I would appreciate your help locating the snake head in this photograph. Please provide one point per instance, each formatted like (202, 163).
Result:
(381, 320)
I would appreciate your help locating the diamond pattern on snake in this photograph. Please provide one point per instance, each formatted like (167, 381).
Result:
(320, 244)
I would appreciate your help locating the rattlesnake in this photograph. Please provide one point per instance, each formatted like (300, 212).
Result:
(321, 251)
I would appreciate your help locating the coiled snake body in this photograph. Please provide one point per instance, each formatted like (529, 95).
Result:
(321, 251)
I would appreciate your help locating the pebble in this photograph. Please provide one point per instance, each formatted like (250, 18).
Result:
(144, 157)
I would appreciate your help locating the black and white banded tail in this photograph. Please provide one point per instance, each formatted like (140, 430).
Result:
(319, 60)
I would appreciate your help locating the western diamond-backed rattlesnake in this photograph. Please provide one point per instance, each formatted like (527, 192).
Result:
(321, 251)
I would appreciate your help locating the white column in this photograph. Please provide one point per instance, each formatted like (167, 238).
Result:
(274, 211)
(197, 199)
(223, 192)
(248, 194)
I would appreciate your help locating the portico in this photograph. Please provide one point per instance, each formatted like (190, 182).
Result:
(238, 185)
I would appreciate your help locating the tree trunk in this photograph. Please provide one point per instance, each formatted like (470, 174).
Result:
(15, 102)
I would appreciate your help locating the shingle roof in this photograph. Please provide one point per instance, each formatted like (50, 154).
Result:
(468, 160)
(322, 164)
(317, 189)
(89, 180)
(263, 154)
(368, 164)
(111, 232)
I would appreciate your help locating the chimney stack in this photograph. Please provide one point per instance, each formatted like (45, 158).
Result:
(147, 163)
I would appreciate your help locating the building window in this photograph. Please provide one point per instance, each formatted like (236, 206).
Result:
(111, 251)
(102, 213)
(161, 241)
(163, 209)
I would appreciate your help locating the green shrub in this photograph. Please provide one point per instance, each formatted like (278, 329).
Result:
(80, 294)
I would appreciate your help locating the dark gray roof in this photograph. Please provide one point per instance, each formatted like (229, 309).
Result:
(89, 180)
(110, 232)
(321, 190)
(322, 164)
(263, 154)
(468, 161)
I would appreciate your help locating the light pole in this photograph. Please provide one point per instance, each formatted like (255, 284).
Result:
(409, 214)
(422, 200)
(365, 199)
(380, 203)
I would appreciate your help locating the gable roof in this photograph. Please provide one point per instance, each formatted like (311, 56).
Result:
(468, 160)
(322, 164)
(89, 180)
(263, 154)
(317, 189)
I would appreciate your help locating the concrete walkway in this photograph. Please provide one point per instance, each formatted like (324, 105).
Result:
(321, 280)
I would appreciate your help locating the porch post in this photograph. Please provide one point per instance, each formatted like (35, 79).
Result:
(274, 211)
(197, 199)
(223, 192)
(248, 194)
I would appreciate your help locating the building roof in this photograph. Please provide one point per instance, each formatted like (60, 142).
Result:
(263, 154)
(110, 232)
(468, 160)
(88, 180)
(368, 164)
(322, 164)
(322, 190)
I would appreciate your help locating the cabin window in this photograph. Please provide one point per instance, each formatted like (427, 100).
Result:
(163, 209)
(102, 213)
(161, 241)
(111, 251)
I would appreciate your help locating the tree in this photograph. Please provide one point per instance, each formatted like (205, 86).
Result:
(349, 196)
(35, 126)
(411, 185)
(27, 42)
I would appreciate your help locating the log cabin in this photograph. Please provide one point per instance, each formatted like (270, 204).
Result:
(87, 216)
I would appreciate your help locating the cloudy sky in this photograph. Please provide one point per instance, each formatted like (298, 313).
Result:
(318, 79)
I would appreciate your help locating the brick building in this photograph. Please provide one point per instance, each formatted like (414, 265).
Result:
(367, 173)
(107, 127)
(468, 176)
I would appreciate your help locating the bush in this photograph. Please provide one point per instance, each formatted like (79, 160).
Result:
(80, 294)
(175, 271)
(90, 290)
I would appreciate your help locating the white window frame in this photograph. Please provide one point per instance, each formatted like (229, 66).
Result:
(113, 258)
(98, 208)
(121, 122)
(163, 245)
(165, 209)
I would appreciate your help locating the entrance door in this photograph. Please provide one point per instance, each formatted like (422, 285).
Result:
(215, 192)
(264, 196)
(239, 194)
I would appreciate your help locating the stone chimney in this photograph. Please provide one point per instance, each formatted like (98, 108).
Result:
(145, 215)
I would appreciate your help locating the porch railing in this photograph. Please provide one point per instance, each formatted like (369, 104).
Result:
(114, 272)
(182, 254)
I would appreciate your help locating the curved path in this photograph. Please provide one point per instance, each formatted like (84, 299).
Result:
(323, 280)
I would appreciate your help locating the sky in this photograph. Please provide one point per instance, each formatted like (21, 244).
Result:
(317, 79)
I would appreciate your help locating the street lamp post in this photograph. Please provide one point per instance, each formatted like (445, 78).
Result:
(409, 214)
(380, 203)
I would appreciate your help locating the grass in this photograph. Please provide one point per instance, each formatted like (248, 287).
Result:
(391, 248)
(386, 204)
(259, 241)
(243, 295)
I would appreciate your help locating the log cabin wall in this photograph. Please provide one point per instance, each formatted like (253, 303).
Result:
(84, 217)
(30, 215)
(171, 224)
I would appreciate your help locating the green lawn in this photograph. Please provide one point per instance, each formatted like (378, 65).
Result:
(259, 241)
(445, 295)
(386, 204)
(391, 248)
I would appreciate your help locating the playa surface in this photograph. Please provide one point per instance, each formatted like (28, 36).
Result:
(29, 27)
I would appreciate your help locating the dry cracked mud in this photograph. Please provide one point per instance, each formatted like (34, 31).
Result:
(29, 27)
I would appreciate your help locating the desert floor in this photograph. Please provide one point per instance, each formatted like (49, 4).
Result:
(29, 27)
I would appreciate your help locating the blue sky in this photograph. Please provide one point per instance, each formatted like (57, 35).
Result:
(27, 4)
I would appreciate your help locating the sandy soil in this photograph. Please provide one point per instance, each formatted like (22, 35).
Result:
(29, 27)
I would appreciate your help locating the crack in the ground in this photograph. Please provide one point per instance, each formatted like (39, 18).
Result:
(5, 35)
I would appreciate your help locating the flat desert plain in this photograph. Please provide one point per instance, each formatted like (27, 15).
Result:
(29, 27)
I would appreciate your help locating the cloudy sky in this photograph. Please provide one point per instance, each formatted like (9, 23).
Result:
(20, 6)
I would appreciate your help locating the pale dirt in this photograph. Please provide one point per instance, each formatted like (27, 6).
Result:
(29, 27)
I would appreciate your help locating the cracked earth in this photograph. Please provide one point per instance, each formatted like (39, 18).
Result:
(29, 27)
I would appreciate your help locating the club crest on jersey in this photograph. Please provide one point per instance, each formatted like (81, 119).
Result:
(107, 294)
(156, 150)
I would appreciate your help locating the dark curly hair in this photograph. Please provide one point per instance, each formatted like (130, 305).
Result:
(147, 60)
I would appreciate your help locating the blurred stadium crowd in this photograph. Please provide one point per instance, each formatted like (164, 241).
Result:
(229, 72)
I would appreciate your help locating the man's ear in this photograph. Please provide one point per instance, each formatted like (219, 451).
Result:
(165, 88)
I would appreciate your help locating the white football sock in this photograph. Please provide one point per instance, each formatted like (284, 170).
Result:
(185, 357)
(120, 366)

•••

- **The task**
Retype the whole listing, matching it exactly.

- **Answer box**
I would appreciate your help locating the snake head in this photograph. Please provide one point per instance, each formatted like (202, 163).
Result:
(381, 320)
I would appreciate your help locating the diamond pattern on snake in this photograph. Please provide one point per instance, each formatted like (167, 381).
Result:
(320, 244)
I would appreciate your help locating the rattlesnake in this photograph. Please provide one point per instance, each formatted like (300, 212).
Result:
(321, 251)
I would appreciate your help locating the coiled snake body in this photograph. Please provide one point per instance, each formatted like (529, 95).
Result:
(321, 251)
I would appreciate your help locating the pebble in this photograph. Please provide one point per instance, each formatted like (250, 18).
Result:
(144, 157)
I would appreciate your help locating the black and white banded tail in this photograph. Please provide one point per instance, each formatted like (140, 430).
Result:
(319, 60)
I would appreciate your help locating the western diamond-backed rattlesnake in this photograph. Please provide one point per instance, each formatted like (527, 192).
Result:
(321, 251)
I would appreciate your help locating the white column in this photograph. Please provide one point per instance, each formatted like (167, 238).
Result:
(274, 211)
(197, 199)
(223, 192)
(248, 194)
I would appreciate your help locating the portico in this photograph. Please provide one point per instance, each formatted like (190, 182).
Result:
(238, 185)
I would appreciate your help locating the tree trunk in this photograph. Please provide one point per instance, each formatted like (470, 174).
Result:
(15, 102)
I would appreciate your help locating the shingle roof in this photograph. Please provide one point per instance, each formatted like (50, 154).
Result:
(468, 160)
(322, 164)
(317, 189)
(89, 180)
(263, 154)
(368, 164)
(111, 232)
I would appreciate your help locating the chimney stack in this photograph. Please provide one point per instance, each formatted like (45, 158).
Result:
(147, 163)
I would appreciate your help locating the building window in this photograph. Please provide one point per instance, each formatted like (236, 206).
Result:
(111, 251)
(102, 213)
(161, 241)
(163, 209)
I would appreciate your help locating the green shrub in this photograph. Please provide one point per instance, each formatted like (278, 329).
Result:
(80, 294)
I would appreciate your help locating the dark gray roof in this photograph. Please provide one point per instance, each formatted like (229, 309).
Result:
(89, 180)
(110, 232)
(321, 190)
(322, 164)
(263, 154)
(468, 161)
I would appreciate your help locating the light pole in this photograph. Please provide one point per instance, each formatted like (255, 284).
Result:
(409, 214)
(422, 200)
(365, 199)
(380, 203)
I would appreciate your help locating the gable roof in this photograph. Please provide one point per instance, each formatted like (311, 56).
Result:
(468, 160)
(322, 164)
(89, 180)
(263, 154)
(317, 189)
I would appreciate your help locating the concrete walkway in this photograph. Please provide one point per instance, each formatted like (324, 105).
Result:
(321, 280)
I would appreciate your help locating the porch post in this photograph. Please provide one point per instance, each formatted like (35, 79).
Result:
(274, 211)
(197, 199)
(223, 192)
(248, 194)
I would appreciate your help locating the building roof in this photograph. Please provide one point per instance, each formatted like (60, 142).
Result:
(263, 154)
(110, 232)
(468, 160)
(88, 180)
(368, 164)
(322, 164)
(322, 190)
I would appreciate your help locating the cabin window in this photograph. Please provide one point per instance, each formatted like (427, 100).
Result:
(163, 209)
(102, 213)
(161, 241)
(111, 251)
I would appreciate your help locating the tree in this photograph. Please provide one point per instance, each formatted like (205, 86).
Result:
(349, 196)
(35, 126)
(411, 185)
(27, 42)
I would appreciate your help locating the log cabin in this photograph. Please provide one point per instance, each formatted like (270, 204).
Result:
(87, 216)
I would appreciate your help locating the cloudy sky in this photograph. Please provide one point per instance, each formatted like (298, 313).
Result:
(318, 79)
I would appreciate your help locating the brick building in this photograph. Please provide one point per instance, each formatted like (414, 265).
Result:
(367, 173)
(107, 127)
(468, 176)
I would appreciate your help locating the bush in this photograph. Please provide one point per instance, each formatted like (79, 160).
Result:
(80, 294)
(175, 271)
(90, 290)
I would appreciate your help locating the white window frame in this photograph. Please provide one point per instance, each formatted like (229, 66).
Result:
(113, 258)
(98, 208)
(121, 122)
(163, 245)
(165, 209)
I would appreciate your help locating the entrance door in this photograph. Please provide one point per instance, each formatted like (422, 285).
Result:
(215, 192)
(264, 196)
(239, 194)
I would appreciate your help locating the stone chimney in this photograph. Please provide one point per instance, each formatted like (98, 108).
Result:
(145, 215)
I would appreciate your help locating the porch railing in this photograph. Please provide one point per instance, each formatted like (369, 104).
Result:
(114, 272)
(182, 254)
I would appreciate your help locating the curved path in this photograph. Please provide one point per instance, each formatted like (84, 299).
Result:
(323, 280)
I would appreciate your help locating the sky in this photograph. Please provide one point per instance, each formatted like (21, 244).
Result:
(317, 79)
I would appreciate your help locating the street lamp post in this photograph. Please provide one point per instance, each formatted like (445, 78).
Result:
(409, 214)
(380, 203)
I would appreciate your help locating the grass in this photograph. Please provide one point per instance, each formatted like (248, 287).
Result:
(391, 248)
(386, 204)
(259, 241)
(243, 295)
I would appreciate your help locating the log cabin wall in this photograph. Please provide one point per instance, each formatted like (253, 303).
Result:
(84, 217)
(30, 215)
(171, 224)
I would appreciate your help locating the green lawn in this photograph. Please provide one point per instance, each formatted like (378, 65).
Result:
(259, 241)
(445, 295)
(386, 204)
(391, 248)
I would appreciate your help locating the playa surface in this photograph. Please provide one point per instance, each formatted like (28, 36).
Result:
(29, 27)
I would appreciate your help locating the dry cracked mud in this photograph. Please provide one point per instance, each formatted like (34, 31).
Result:
(29, 27)
I would appreciate your help locating the desert floor in this photograph. Please provide one point per instance, each formatted like (49, 4).
Result:
(29, 27)
I would appreciate your help locating the blue sky in this photograph. Please provide one point per instance, each formatted like (57, 35).
Result:
(27, 4)
I would appreciate your help locating the sandy soil in this photograph. Please provide one point per instance, each formatted like (22, 35).
Result:
(29, 27)
I would appreciate your help locating the crack in the ground in this photograph. Please provide one point per instance, each formatted like (39, 18).
Result:
(5, 35)
I would appreciate your help locating the flat desert plain in this photograph. Please provide one point per instance, each formatted like (27, 15).
Result:
(29, 27)
I would appreciate your help locating the cloudy sky in this photograph. Please provide one point per instance, each formatted like (9, 23).
Result:
(20, 6)
I would appreciate your help locating the pale dirt in this photograph. Please provide one point per instance, each formatted like (27, 6).
Result:
(29, 27)
I would appreciate your help locating the cracked earth in this photograph. Please provide one point per instance, each formatted like (39, 18).
Result:
(29, 27)
I would appreciate your help locating the club crest on jersey in this photograph. Please provide one point per instance, each formatted like (81, 119).
Result:
(107, 294)
(156, 150)
I would appreciate your help locating the dark curly hair in this photograph. Please provide one point per instance, each formatted like (130, 305).
Result:
(147, 60)
I would appreciate your help locating the blurred stadium crowd in this photograph. Please provide one point per instance, each formatted like (164, 241).
Result:
(229, 72)
I would appreciate your help locating the man's ear in this photograph. Please provide one point per instance, each formatted like (219, 451).
Result:
(165, 88)
I would appreciate your help locating the white football sock in this photograph. Please provide one point per instance, each formatted like (284, 170).
Result:
(185, 357)
(120, 366)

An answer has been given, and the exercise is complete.